Trecho de origem:

┌──

Não é surpresa para ninguém que a escola desempenha mal o seu papel quando a tarefa é ensinar a escrever. A maior parte dos alunos que se submetem ao Enem frequenta instituições públicas, que não raro se veem às voltas com problemas de infraestrutura e corpo docente. Nas escolas que escapam a esse tipo de problema utiliza-se uma metodologia por vezes inadequada, com pouca cobrança de leituras e uma avaliação insuficiente.

Para escrever bem é preciso ler e treinar muito. O processo de correção não pode se limitar à atribuição de uma nota, deixando-se de lado as falhas evidenciadas no texto. A discussão sobre o que nele "não funciona" demanda necessariamente os exercícios de refeitura, que vão esclarecer os alunos sobre os erros e evitar que se repitam.

Além disso as aulas de redação tendem a se concentrar no ensino de gramática, e muitas vezes fora da perspectiva textual. Ensina-se a gramática pela gramática, enfatizando a nomenclatura e tomando como exemplos frases isoladas. É claro que isso não motiva nem orienta o aluno para o trabalho de estruturação, que vai muito além de classificar períodos.

Quem diz que os maus resultados se deveram ao fato de o tema ser desconhecido, ou pouco comentado pela mídia, esquece que a produção de um bom texto depende sobretudo de técnica. Não há temas fáceis ou difíceis quando o redator sabe o que fazer. O importante é que envolvam aspectos relevantes para a vida em sociedade e sejam objeto de muito exercício.
Segundo Jessé Corrêa, um dos alunos que obtiveram 1000, "chegar na prova com um tema que já foi debatido, pensado, argumentado e desenvolvido é um trunfo gigante, tanto no tempo da prova quanto na própria argumentação diferenciada".

└──

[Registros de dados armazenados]
┌──

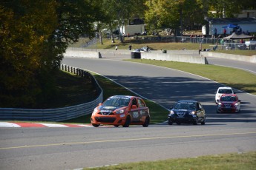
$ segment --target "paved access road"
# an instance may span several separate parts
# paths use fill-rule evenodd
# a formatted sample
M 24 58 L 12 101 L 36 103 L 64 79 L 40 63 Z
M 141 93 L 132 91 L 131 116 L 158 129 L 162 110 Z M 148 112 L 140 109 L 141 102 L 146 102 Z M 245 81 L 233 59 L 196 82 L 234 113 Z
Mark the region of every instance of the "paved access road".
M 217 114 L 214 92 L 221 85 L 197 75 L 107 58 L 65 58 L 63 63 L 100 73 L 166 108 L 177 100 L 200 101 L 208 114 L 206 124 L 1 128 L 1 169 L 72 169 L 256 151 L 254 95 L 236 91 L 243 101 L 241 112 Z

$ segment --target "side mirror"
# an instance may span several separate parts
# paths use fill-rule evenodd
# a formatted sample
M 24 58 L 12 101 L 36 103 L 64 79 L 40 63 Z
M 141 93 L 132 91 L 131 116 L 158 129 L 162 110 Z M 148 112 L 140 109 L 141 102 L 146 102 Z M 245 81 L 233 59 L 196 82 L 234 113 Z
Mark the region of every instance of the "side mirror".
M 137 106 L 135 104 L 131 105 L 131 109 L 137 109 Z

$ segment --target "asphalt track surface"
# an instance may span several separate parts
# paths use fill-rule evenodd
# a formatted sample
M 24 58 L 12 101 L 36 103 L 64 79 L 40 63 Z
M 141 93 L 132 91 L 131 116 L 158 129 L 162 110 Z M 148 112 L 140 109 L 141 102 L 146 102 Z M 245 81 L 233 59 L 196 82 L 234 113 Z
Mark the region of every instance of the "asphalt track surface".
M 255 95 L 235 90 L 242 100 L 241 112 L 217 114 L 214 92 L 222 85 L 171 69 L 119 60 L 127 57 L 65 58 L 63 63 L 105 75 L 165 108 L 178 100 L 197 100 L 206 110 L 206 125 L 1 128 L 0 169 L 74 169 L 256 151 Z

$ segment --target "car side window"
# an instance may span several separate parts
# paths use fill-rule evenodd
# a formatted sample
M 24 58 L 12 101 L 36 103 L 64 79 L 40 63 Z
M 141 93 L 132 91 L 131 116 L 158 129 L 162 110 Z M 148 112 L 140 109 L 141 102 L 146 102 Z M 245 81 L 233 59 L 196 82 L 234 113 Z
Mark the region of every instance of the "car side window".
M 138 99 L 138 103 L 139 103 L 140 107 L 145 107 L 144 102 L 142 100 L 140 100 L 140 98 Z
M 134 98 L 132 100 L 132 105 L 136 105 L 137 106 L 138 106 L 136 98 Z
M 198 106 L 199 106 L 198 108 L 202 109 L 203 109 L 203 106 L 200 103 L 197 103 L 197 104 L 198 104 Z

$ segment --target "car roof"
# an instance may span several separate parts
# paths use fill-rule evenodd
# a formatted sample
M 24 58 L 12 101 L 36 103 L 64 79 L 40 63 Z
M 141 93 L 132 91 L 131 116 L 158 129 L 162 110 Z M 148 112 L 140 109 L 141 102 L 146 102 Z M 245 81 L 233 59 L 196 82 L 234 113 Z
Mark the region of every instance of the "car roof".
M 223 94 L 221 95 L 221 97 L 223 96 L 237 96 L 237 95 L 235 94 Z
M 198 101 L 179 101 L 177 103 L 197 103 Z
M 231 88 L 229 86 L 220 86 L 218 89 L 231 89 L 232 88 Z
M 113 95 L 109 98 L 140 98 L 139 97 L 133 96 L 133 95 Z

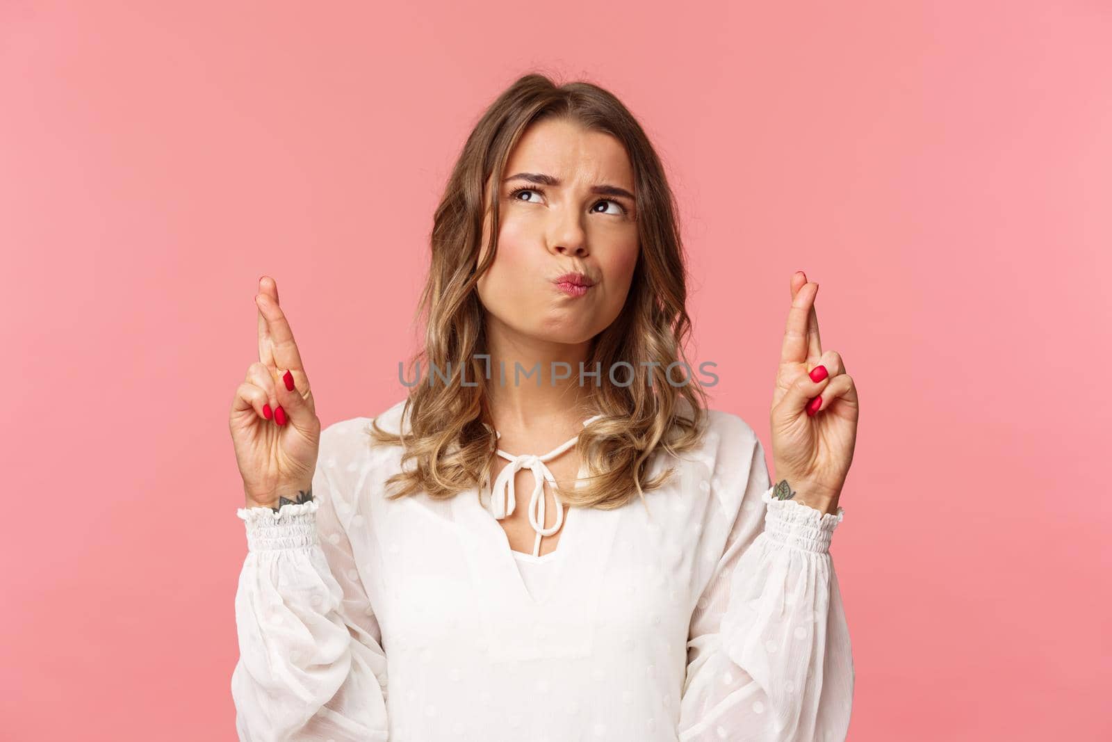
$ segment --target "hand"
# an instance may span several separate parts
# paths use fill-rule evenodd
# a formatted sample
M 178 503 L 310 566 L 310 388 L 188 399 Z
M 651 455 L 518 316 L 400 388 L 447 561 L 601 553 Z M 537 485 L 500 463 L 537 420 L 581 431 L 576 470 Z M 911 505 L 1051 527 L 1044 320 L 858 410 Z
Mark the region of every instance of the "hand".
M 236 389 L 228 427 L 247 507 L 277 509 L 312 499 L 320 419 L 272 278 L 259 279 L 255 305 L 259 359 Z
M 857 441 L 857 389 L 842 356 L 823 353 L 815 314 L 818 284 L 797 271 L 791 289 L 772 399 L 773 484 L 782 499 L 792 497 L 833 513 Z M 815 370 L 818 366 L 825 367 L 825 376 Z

└──

Questões:
1. Reescreva em forma de lista o parágrafo do trecho sobre o ensino de redação que começa com "Além disso as aulas de redação", mantendo suas informações principais.
2. Devolva, sem nenhuma alteração, a parte do trecho sobre o ensino de redação que se inicia com as palavras que contêm "Não é surpresa" e se encerra com "uma avaliação insuficiente.".

Respostas por item:
1.
- As aulas de redação tendem a se concentrar no ensino de gramática, muitas vezes fora da perspectiva textual.
- A gramática é ensinada por si mesma, com ênfase na nomenclatura e com frases isoladas como exemplos.
- Esse ensino não motiva nem orienta o aluno para a estruturação do texto, trabalho que vai muito além de classificar períodos.

2.
Não é surpresa para ninguém que a escola desempenha mal o seu papel quando a tarefa é ensinar a escrever. A maior parte dos alunos que se submetem ao Enem frequenta instituições públicas, que não raro se veem às voltas com problemas de infraestrutura e corpo docente. Nas escolas que escapam a esse tipo de problema utiliza-se uma metodologia por vezes inadequada, com pouca cobrança de leituras e uma avaliação insuficiente.